BioWorld International Correspondent

LONDON - The ability to generate mammalian cells that have mutations in both copies of any particular gene could hasten exploration of the vast amount of information in the murine genome. One of the teams that discovered the method already has identified a new component of a DNA-repair pathway.

Allan Bradley, director of the Wellcome Trust Sanger Institute in Hinxton, UK, said: "Until we developed this approach, making mammalian cell lines that had both copies of a gene mutated was a very slow process."

The technique is described in a paper in the June 24, 2004, issue of Nature, titled "Mismatch repair genes identified using genetic screens in Blm-deficient embryonic stem cells." The method allows scientists to do in murine cells what they have been able to do in yeast cells and some whole animals for a while: knock out gene function. However, in mice, that involves creating mutant embryonic stem cells individually before breeding and cross-breeding the animals - a process that takes nearly a year.

With the new method, the first step is to create murine embryonic stem cells that lack the gene encoding Bloom's syndrome protein (Blm). Mutations in the gene are responsible for the human disease. Individuals with that disease tend to develop many breaks in their chromosomes.

WHAT YOU SHOULD DO:
Answer these questions from the article about mutant mouse cells:
1. Who is director of the Wellcome Trust Sanger Institute?
2. In which issue of Nature is the technique described?
3. In the new method's first step, the murine embryonic stem cells lack the gene encoding which protein?
Rely only on the article about mutant mouse cells.

EXCERPTED DATA:
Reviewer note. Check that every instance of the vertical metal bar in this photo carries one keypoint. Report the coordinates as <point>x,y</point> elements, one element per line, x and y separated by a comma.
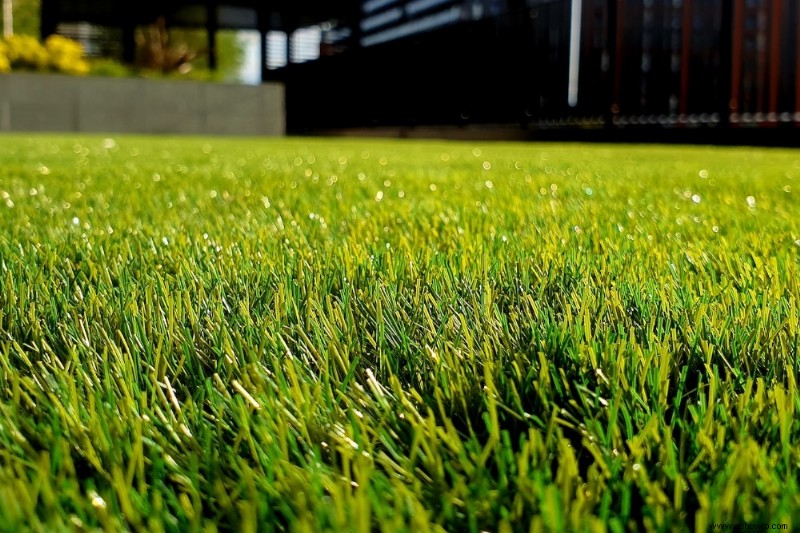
<point>574,53</point>
<point>212,25</point>
<point>738,43</point>
<point>761,59</point>
<point>49,18</point>
<point>619,37</point>
<point>775,56</point>
<point>797,70</point>
<point>726,62</point>
<point>686,49</point>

RESPONSE TO THIS EXERCISE:
1. Allan Bradley
2. The June 24, 2004, issue
3. Bloom's syndrome protein (Blm)